本文抜粋:
* * * * * * *

有機化学にっき

気になった有機化学の論文や記事を紹介。

Chem. Communn. 2581-2583

2005-06-22 23:20:09 | 新着論文
A novel one-pot three-component synthesis of 3-halofuranes and sequential Suzuki coupling

酸クロライドとプロパギルアルコールエーテルとの園頭反応、生じたプロピオン部位へのハライドの1,4付加、環化を経てハロフランの生成。続く鈴木カップリングにより3置換フランを合成。以上の工程はワンポットで行える。収率は中程度。

フランつながりでもう一報。反応で生じた官能基が次の反応に活かされるつくりになっていて、良く設計されたワンポットによる多成分連結法です。他のヘテロ原子では可能なのでしょうか?フランをカップリング後再度開環させたりAchmatowicz 反応などdiverseが展開が期待できる系です。
フランの構築で上手いなと思ったのは、昨年のICOSで知った台湾のT.-Y. Luhです。プロパギルジチオアセタールへ求核攻撃してアレニルメタル種を発生させアルデヒドとの反応によりフランを構築しています。(JACS, 2000, 122, 4992., Chem. Communn., 2002, 2824.)

JOC 2005, 70, 4531

2005-06-22 22:53:38 | 新着論文
Cu(I) catalyst in DMF: An efficient catalytic system for the synthesis of furans from 2-(1-alkynyl)-2-alkene-1-ones

2-アルキニルエノンの銅触媒による5-endo-dig環化、マイケル型付加によるフラン合成。
安価かつハンドリングの容易な銅触媒を用いることによるアドバンテージ。

東北大の山本先生のペーパーです。オキソニウム中間体を用いた反応をここ数年報告されています。数年前山本先生の講演をお聞きしたことがありますが、話がとてもうまいです。講演で、「要旨にはこう書いていますが、今回は別な話をさせてもらいます」と言って、と驚いたのですが要旨がなくてもストーリーがわかり易く、適度に笑いを混ぜて、すごいなと思いました。

Angew Chem Int Ed 2005, 44, 3885

2005-06-21 08:38:52 | 新着論文
Axial ligand effects: Utilization of chiral sulfoxide additives for the indction of asymmetry in (salen)ruthenium(II) olefin cyclopropanation catalysts

salen-Ru錯体とキラルスルフォキシドを用いた触媒的不斉シクロプロパン化。

* * * * * * *

点アノテーションデータセットの記録
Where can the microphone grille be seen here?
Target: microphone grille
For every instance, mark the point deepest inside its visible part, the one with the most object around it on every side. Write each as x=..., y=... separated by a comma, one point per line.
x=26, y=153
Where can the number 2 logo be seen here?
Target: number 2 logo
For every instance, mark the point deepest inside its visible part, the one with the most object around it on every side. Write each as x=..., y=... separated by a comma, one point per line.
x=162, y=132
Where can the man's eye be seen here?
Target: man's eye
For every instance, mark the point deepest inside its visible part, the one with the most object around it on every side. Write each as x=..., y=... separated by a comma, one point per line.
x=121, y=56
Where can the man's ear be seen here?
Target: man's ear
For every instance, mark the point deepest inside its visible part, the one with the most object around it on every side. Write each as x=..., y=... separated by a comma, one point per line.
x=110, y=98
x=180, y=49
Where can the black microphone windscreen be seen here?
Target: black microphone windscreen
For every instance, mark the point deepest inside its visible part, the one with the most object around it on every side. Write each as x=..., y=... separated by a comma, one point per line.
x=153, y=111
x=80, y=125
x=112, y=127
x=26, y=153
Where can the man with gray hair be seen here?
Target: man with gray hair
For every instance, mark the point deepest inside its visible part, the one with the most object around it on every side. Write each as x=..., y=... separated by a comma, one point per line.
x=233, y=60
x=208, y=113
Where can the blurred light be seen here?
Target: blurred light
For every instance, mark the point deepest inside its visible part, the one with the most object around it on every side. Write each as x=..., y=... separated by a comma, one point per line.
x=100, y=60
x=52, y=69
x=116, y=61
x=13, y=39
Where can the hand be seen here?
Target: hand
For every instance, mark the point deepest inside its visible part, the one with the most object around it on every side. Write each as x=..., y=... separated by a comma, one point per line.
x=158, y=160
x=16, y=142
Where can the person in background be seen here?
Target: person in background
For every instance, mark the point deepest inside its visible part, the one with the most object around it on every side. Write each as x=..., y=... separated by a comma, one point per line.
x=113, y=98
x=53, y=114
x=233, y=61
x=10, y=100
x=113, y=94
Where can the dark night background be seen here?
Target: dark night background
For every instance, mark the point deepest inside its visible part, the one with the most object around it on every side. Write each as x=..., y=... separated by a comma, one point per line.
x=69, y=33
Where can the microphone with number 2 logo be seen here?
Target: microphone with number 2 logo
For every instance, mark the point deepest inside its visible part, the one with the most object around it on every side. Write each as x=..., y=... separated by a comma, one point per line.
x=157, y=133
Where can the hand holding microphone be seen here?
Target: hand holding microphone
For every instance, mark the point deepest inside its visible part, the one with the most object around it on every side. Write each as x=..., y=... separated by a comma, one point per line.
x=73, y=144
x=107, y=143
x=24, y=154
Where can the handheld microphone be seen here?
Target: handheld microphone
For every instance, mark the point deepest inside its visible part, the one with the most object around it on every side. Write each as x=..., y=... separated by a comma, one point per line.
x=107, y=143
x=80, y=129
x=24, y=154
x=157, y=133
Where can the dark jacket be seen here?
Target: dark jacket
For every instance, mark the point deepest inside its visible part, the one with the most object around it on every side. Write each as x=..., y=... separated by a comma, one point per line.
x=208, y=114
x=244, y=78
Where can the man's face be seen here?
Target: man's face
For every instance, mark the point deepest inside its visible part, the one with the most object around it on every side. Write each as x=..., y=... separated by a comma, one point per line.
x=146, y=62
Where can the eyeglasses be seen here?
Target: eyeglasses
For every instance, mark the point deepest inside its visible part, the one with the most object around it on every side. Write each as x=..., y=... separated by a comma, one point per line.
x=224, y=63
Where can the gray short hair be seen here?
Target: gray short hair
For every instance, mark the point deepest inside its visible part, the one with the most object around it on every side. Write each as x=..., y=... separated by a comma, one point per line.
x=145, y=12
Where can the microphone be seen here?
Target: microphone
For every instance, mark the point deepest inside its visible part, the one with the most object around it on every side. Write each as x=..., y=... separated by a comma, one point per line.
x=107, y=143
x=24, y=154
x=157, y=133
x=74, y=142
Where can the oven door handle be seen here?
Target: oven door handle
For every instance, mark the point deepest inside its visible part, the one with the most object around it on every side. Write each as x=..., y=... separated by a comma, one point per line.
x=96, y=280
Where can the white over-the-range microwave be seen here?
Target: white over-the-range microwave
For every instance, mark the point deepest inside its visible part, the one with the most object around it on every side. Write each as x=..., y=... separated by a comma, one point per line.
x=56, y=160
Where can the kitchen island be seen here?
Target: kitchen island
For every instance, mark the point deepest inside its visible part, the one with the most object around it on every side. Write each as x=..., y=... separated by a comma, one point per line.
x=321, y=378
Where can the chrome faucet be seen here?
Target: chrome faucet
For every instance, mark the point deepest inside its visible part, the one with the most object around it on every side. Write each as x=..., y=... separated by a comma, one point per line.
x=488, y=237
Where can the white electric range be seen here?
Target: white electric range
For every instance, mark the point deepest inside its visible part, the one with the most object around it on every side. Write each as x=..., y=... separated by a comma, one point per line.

* * * * * * *

課題: 本文のうち、「2005-06-22 22:53:38 | 新着論文」を含む語句から始めて「ぜて、すごいなと思いました。」の後で止め、その範囲を一字一句変えずに出力せよ。 これらの項目は本文とは関係がない。

解答:
2005-06-22 22:53:38 | 新着論文
Cu(I) catalyst in DMF: An efficient catalytic system for the synthesis of furans from 2-(1-alkynyl)-2-alkene-1-ones

2-アルキニルエノンの銅触媒による5-endo-dig環化、マイケル型付加によるフラン合成。
安価かつハンドリングの容易な銅触媒を用いることによるアドバンテージ。

東北大の山本先生のペーパーです。オキソニウム中間体を用いた反応をここ数年報告されています。数年前山本先生の講演をお聞きしたことがありますが、話がとてもうまいです。講演で、「要旨にはこう書いていますが、今回は別な話をさせてもらいます」と言って、と驚いたのですが要旨がなくてもストーリーがわかり易く、適度に笑いを混ぜて、すごいなと思いました。